**WHAT YOU SHOULD DO**
Give back the line that contains "Can you see the whitewater" and every following line, exactly as they appear, through the end of the data.
■ ■ ■ ■ ■
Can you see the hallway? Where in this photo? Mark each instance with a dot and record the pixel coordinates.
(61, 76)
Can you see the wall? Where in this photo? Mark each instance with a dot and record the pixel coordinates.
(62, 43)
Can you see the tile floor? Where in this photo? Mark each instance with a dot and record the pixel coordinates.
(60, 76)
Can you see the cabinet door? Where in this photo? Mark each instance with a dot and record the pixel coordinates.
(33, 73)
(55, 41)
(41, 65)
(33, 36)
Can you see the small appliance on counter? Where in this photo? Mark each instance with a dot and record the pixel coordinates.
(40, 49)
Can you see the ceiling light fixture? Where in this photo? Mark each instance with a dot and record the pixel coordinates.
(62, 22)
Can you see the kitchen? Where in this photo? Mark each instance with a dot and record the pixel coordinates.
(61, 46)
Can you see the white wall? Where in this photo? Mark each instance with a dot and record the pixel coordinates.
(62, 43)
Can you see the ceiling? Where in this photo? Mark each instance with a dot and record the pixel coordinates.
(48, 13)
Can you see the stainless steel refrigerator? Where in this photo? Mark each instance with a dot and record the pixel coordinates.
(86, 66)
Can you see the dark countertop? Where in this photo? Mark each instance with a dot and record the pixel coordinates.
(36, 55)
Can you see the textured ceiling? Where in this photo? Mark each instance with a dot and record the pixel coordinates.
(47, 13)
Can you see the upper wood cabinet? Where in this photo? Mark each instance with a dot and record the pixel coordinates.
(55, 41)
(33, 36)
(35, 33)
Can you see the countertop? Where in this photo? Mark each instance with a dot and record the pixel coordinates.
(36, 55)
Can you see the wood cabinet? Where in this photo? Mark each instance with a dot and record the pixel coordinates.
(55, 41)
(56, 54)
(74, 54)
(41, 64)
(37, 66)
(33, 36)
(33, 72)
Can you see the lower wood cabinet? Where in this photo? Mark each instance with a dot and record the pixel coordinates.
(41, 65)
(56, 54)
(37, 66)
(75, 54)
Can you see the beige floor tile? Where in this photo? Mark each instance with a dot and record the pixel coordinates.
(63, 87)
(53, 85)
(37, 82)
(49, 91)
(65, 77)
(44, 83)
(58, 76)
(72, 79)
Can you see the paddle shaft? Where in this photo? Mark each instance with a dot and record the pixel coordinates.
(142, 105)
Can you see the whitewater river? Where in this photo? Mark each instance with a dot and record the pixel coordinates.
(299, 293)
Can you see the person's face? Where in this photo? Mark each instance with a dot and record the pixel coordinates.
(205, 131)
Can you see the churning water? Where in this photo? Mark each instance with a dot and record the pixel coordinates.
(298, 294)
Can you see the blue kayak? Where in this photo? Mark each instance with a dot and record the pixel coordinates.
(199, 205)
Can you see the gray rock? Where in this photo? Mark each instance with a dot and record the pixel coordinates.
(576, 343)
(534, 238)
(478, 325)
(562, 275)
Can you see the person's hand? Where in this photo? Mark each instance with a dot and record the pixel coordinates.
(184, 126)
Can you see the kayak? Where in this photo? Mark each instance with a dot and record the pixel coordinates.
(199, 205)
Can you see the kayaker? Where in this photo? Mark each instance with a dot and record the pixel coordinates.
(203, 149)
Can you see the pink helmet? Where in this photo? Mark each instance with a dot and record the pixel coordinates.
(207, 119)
■ ■ ■ ■ ■
**SOLUTION FOR THIS TASK**
Can you see the whitewater river? Where in this photo? Mark each instance with a dot and record the pixel coordinates.
(299, 293)
Can you see the person's face? Where in this photo? Mark each instance with a dot and record the pixel coordinates.
(205, 131)
Can you see the churning water? Where in this photo? Mark each instance with a dot and record the pixel coordinates.
(298, 294)
Can you see the blue kayak? Where in this photo? Mark each instance with a dot and record the pixel coordinates.
(199, 205)
Can you see the gray rock? Where in this photo? Mark each instance with a dot and record the pixel coordinates.
(576, 343)
(534, 238)
(478, 325)
(562, 275)
Can you see the person's hand? Where in this photo? Mark each instance with a dot and record the pixel coordinates.
(184, 126)
Can you see the kayak? Where in this photo? Mark each instance with a dot and record the pixel coordinates.
(199, 205)
Can you see the kayaker? Where in this photo? Mark each instance with a dot and record the pixel coordinates.
(203, 149)
Can you see the pink helmet? Where in this photo? Mark each instance with a dot and record the pixel coordinates.
(207, 119)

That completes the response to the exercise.